What is expected:
Leave out the pictures and copy everything else below exactly.

Input:
++++++++
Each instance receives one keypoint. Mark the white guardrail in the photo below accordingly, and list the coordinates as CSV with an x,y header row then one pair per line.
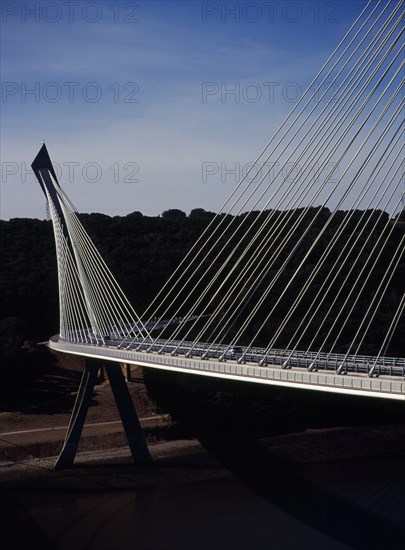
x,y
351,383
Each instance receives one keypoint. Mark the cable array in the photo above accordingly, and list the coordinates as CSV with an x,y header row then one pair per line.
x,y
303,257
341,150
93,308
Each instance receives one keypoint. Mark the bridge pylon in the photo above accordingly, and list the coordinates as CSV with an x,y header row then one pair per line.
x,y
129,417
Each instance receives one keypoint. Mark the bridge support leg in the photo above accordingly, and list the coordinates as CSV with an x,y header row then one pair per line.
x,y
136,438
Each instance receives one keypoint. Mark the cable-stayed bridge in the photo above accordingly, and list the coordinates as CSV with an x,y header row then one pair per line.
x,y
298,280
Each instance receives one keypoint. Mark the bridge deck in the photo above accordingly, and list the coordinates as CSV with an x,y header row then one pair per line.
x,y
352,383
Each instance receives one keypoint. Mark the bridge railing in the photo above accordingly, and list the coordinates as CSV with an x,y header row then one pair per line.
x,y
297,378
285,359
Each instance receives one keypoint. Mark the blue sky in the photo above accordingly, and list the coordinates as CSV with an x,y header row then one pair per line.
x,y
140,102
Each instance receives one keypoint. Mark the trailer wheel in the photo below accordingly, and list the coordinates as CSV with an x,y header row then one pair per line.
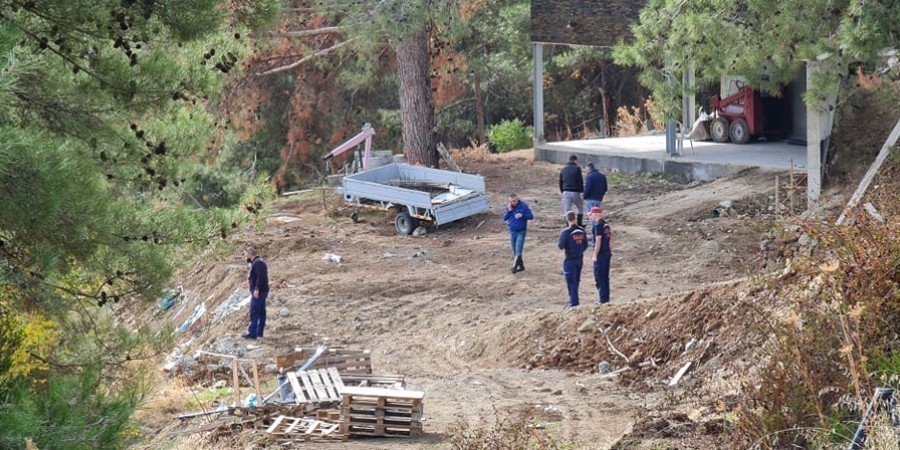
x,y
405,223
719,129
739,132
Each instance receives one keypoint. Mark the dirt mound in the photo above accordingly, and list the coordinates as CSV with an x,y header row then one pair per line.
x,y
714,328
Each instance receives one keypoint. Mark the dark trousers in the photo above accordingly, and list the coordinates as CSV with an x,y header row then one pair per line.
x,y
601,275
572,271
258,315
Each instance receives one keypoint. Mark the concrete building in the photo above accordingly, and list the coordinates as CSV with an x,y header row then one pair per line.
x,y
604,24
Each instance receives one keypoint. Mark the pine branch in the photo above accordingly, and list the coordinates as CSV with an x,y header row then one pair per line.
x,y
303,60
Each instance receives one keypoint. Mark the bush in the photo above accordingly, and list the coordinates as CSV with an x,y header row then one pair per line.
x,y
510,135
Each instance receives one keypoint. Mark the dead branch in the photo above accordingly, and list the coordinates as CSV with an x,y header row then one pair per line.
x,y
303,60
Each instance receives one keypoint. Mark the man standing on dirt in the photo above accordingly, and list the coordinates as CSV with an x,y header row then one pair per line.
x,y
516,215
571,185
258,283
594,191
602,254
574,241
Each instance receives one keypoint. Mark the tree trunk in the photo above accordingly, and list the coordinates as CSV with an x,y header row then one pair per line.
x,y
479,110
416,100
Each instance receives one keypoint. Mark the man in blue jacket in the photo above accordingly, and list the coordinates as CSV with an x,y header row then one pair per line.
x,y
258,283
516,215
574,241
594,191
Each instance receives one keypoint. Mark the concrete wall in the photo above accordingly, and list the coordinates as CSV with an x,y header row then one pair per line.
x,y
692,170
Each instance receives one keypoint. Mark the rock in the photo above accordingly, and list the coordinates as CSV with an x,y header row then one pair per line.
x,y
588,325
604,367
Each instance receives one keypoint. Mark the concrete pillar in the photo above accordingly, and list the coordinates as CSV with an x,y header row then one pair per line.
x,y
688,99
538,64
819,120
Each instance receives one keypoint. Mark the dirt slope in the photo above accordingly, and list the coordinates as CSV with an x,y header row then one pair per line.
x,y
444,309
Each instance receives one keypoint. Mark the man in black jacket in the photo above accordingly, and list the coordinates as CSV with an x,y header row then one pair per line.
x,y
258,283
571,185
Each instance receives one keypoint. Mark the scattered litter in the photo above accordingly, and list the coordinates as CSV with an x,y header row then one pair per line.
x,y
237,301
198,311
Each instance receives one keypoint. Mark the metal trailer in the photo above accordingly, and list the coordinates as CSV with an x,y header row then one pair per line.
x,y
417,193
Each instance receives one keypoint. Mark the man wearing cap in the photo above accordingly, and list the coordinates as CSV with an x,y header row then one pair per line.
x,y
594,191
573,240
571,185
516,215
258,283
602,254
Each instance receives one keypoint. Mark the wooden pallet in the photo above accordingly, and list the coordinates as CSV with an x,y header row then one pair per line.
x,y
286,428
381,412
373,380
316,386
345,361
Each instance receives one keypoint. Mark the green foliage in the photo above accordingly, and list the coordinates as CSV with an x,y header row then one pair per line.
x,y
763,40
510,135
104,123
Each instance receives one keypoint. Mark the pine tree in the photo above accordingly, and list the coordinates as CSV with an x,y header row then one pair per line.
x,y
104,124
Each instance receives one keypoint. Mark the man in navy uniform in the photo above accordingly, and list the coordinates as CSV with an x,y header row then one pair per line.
++++++++
The response:
Each instance receives one keypoint. Mark the white guardrail in the photo below accordingly, and list the coordinates as CSV with an x,y header row then one pair per line.
x,y
351,383
Each instance receives one keypoint. Mark the cable array in the photo above accordingly, and list the coordinates as CSV with an x,y header row then one pair per line.
x,y
303,257
341,150
93,308
Each instance receives one keypoint. Mark the bridge pylon in the photo above accordingly, and list the coordinates as CSV with an x,y header row then one pair per line.
x,y
129,417
Each instance receives one keypoint. Mark the bridge support leg in the photo above accordingly, and list the coordinates as CSV with an x,y header row then one pair per line.
x,y
136,438
Each instance receives one keypoint. Mark the cable-stayed bridge in the photo above accordingly, and list the coordinates as CSV with an x,y header row then one pair per line.
x,y
298,280
Each instance receives one keypoint. Mark the bridge deck in the photo above accordingly, and list the coordinates as CSV with an x,y header row then one pair per line.
x,y
352,383
Each instance receives one keypoint. Mark the bridge railing in the photo above accordingly, and list the coordinates as CSV with an x,y header row then one pair per line.
x,y
297,378
285,359
Each instance receives one keypoint. Mark the blue sky in the photo above accordingly, and list the coordinates as CSV with an x,y header row then one pair per line.
x,y
140,102
Each instance receives one keypoint. Mark the trailer wheel in the photo below accordingly, and list the coordinates as CSV with an x,y header row then one pair per line.
x,y
405,223
719,129
739,132
Each instance receives one keypoint. Mark the dirt mound in the photo above accordingly, and list the coordinates as CSV with an x,y header row then one pair per line.
x,y
714,328
Each instance receives one keypoint. Mark the dark trousers in the photo above accordingly, and list the coordinates as CSV with an x,y header row then one pair per line.
x,y
601,275
572,271
258,315
Each instance receives one keypoint. Mark the concrete building in the photo above accordingly, and list the coordinates as CSV with an x,y header row then one pair per line.
x,y
604,24
Each instance receives one keypoint. Mark the pine branch in the photo above accordingly, and list the coordinates as CSV with an x,y header row then one pair per line.
x,y
303,60
Each instance receives one keypoint. Mark the bush in the photo above accordingly, and list the coordinates as CSV with an x,y header row then one pair per line.
x,y
510,135
Each instance receives one keypoint. Mark the dead branch in the photo above accordingly, and list the coordinates as CSV with an x,y header row then one pair per line.
x,y
303,60
Each instance receives one keypoint. Mark the man standing on dirt in the photo above accordingly, and list the coordinates as CSV with an x,y header row then one pair per line.
x,y
516,215
571,185
258,283
594,191
602,254
574,241
Each instance receives one keypoint. Mark the tree trunk in the photo above accordingly, and list the coordinates as CSV with an x,y header row then one pair per line.
x,y
479,110
416,100
Each instance receives one keypoint. Mark the man in blue jacket in the photo above accordingly, and list the coordinates as CSV with an x,y header row then one pair per line.
x,y
258,283
516,215
574,241
594,191
Each instance receives one keypoint. Mark the concrete wall in the photo above accordingly, and list the coordinates as CSV with an x,y header row then one pair per line.
x,y
692,170
Each instance receives one keypoint. Mark the rock in the photo above accordingly, and list the coordinates as CSV with an x,y header row then one pair per line.
x,y
588,325
604,367
Each instance receives one keypoint. Mark the concrete pillar in the photo above accordingly, and list the coordinates as CSV with an x,y header row then one pair per line.
x,y
688,99
538,64
819,120
Each instance receives one keypoint. Mark the dirt slope in the photo above accordingly, and list the coordinates as CSV with an x,y header row then one pair per line.
x,y
444,309
Each instance receives one keypoint. Mark the man in black jacket in the photo above accordingly, and list the coordinates as CSV with an x,y header row then one pair per line.
x,y
258,283
571,185
Each instance receives one keypoint. Mark the scattered litter in the photo above accordingly, and list the coordinates as CSV with an x,y header row then one pair per line.
x,y
237,301
198,311
Each instance receives one keypoint. Mark the metal trailer in the photo above accordingly, and list the coordinates as CSV with an x,y header row then one pair per line.
x,y
417,193
Each instance receives one keypoint. Mark the man wearing cap in the photo above accordingly, and list the coordinates as CSV with an x,y header row then one pair per line.
x,y
594,191
573,240
571,185
516,215
258,283
602,254
Each instance receives one keypoint. Mark the wooden pallet in the photo above accordingly, and list the coordinates as CSV with an x,y header row then one pair per line.
x,y
286,428
381,412
373,380
316,386
345,361
Each instance receives one keypoint. Mark the green foliage in the photo above accordingly, and list the coordinates as CSV with an x,y header row then one pair per line.
x,y
763,40
510,135
104,123
Each instance receives one keypoint. Mark the pine tree in the photo above accordingly, and list the coordinates as CSV with an x,y header row then one pair per line.
x,y
104,124
Each instance receives one keypoint. Mark the man in navy uniform in the photo above accordingly, and list the coordinates as CSV with an x,y header row then one pair per line.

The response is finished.